### Work required
Write every line of the material out exactly as shown.

<<<<

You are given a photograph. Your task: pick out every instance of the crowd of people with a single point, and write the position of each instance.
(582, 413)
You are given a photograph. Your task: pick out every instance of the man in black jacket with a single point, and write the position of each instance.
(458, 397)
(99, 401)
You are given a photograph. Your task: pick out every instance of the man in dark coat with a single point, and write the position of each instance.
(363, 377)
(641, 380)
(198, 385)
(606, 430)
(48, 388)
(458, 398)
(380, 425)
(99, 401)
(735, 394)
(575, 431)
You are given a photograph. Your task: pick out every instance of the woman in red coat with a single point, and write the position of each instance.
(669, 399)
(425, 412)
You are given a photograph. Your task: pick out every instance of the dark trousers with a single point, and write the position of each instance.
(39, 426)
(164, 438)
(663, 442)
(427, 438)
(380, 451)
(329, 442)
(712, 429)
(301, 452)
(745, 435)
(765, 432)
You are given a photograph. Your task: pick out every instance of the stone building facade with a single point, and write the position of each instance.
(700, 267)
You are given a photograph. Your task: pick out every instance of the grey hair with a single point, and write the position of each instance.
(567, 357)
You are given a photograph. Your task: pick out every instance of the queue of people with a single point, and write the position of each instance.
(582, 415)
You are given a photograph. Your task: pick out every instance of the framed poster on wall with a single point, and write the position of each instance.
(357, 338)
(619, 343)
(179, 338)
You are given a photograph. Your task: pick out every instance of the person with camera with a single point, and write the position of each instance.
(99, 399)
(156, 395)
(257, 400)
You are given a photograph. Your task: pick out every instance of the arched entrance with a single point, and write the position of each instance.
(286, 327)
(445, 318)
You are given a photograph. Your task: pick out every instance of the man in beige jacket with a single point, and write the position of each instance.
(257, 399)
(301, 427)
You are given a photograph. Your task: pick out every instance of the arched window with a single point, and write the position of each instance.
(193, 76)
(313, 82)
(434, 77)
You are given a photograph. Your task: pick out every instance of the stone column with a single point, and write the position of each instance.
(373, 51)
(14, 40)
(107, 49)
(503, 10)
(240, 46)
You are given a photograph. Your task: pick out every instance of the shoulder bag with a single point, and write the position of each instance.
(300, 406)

>>>>

### Response
You are given a photograph. Your task: pick out every instance of the crowd of people with a single point, and write the position of each instance.
(582, 413)
You are given a photograph. Your task: pick out every instance of the man in black jacket with a single point, and write the position of each instance.
(458, 397)
(99, 401)
You are given a photograph. Your task: pick out every instance of the man in dark coat with a single point, and write the position of each instance.
(363, 377)
(641, 380)
(198, 385)
(606, 430)
(48, 388)
(458, 398)
(380, 425)
(99, 401)
(735, 394)
(575, 431)
You are given a photograph. Your task: pick out every instance of the woman in red coat with a single point, and write the position of each instance.
(669, 399)
(425, 412)
You are given a photograph. Your task: pick out every instance of the dark trousers with a single point, and write the position of each instance.
(39, 426)
(164, 438)
(663, 442)
(427, 438)
(380, 451)
(329, 442)
(712, 429)
(301, 452)
(745, 435)
(765, 432)
You are given a photograph. Your task: pick out every instance of the stone building facade with a single point, and write the position of each instance.
(700, 267)
You are given a photograph. Your task: pick out every instance of the grey hair with a single point, and write the position of each instance.
(567, 357)
You are given a photograph. Your task: pick out every instance of the queue of people with a single point, and write the position of each instance.
(582, 415)
You are given a photograph. Your task: pick out every instance of the framed poster on wall with a single point, and write the position of each instance.
(357, 338)
(619, 343)
(179, 338)
You are given a photograph. Your task: pick out every instance of the person with camera with a single point, and write the position of each instance.
(99, 399)
(156, 395)
(257, 400)
You are given a photograph. Your task: pick out every instance of the arched entrance with a single point, and write the position of each instance.
(286, 327)
(445, 318)
You are given a photograph. Your task: pick out every instance of the man in beige jacket with a single point, and write the position of each instance.
(257, 399)
(301, 427)
You are given a photograph. Your task: pick out every instance of the arched window with a single point, and write the position of each instance.
(193, 76)
(313, 82)
(434, 77)
You are given a photograph. Your task: pick out every instance of the stone column with a single point, and write the position of each instance.
(373, 51)
(14, 40)
(107, 49)
(503, 10)
(240, 46)
You are given a photograph. Your task: pick out every instance of the shoulder bag with a single point, and write the position of each instance.
(300, 406)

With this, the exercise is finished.